======== Given information ========
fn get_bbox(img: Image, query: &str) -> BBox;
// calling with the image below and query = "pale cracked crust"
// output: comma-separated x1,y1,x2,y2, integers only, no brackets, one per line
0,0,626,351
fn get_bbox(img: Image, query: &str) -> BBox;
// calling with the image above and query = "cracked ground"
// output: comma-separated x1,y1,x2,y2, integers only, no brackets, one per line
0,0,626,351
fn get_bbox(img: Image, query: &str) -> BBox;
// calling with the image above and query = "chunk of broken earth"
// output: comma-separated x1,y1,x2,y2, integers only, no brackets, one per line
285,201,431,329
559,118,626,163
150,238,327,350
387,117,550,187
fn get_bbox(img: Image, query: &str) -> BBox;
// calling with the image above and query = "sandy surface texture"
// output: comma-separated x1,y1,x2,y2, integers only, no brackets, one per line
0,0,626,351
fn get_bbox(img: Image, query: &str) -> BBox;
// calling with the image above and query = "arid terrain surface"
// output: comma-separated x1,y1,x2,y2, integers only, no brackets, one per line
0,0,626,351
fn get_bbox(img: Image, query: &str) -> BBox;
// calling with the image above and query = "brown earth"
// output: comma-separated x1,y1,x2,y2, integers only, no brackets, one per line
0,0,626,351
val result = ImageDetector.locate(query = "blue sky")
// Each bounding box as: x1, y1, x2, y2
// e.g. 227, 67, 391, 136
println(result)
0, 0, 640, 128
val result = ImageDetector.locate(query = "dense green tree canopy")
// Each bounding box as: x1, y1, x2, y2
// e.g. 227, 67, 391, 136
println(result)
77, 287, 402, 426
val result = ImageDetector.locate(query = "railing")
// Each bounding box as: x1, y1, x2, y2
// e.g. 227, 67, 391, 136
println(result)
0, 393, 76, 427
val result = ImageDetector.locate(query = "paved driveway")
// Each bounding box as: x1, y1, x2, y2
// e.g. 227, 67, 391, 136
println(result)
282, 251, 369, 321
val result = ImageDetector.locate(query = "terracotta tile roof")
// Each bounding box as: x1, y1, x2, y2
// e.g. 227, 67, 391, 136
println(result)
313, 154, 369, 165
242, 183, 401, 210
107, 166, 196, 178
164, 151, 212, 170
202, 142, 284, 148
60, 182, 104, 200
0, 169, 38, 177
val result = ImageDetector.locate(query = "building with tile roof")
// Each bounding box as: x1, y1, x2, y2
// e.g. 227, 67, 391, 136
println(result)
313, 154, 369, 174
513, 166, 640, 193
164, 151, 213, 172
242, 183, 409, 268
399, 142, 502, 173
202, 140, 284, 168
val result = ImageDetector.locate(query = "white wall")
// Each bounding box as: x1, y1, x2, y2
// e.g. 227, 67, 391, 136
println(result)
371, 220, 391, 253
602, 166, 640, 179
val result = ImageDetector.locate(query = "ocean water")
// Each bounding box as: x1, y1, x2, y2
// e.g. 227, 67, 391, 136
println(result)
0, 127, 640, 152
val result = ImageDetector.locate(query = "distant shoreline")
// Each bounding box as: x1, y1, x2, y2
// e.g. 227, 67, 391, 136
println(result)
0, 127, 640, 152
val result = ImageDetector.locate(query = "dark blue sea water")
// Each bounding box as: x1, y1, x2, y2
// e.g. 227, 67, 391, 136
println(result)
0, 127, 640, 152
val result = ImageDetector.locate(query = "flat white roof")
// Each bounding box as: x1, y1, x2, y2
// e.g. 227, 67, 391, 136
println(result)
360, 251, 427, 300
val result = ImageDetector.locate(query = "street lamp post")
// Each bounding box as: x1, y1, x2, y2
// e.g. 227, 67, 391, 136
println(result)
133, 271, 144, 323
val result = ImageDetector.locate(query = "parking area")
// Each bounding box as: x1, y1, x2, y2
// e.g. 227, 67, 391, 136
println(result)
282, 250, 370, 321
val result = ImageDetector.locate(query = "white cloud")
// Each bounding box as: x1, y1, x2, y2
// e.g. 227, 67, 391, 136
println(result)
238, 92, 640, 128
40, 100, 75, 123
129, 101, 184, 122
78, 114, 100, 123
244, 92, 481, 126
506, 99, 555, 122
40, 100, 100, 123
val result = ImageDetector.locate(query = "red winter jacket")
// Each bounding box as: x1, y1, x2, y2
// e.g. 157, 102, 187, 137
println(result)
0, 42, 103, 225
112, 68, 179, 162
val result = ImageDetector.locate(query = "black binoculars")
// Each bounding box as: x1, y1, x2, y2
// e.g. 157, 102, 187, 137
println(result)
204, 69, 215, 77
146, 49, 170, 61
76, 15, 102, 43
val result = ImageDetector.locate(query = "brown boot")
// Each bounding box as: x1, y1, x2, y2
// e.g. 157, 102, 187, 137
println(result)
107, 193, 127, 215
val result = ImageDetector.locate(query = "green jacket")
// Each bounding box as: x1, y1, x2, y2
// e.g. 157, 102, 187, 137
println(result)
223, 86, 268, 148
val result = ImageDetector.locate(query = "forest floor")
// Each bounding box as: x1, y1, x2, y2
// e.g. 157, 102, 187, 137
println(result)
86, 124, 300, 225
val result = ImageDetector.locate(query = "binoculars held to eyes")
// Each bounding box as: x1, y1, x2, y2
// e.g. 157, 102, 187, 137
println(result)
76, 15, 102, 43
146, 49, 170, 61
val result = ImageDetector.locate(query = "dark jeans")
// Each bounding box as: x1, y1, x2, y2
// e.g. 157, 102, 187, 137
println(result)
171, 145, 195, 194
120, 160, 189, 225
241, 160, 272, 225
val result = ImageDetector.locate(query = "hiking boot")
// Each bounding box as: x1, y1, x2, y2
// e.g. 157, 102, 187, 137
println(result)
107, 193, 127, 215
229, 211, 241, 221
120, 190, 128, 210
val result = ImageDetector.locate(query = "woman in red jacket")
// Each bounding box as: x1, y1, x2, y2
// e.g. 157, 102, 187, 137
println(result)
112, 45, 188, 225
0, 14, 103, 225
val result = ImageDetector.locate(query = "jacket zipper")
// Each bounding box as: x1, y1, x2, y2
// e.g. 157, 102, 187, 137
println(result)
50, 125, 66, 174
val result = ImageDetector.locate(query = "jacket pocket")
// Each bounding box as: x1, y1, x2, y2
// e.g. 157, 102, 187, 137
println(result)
========
Your objective -
Pull out every line of the entries above that contains the string "roof", and copy each of those lines in full.

Finished answer -
val result = ImageDetector.locate(query = "terracotta tile roof")
val result = ImageDetector.locate(query = "building with tile roof")
val result = ImageDetector.locate(query = "flat white roof")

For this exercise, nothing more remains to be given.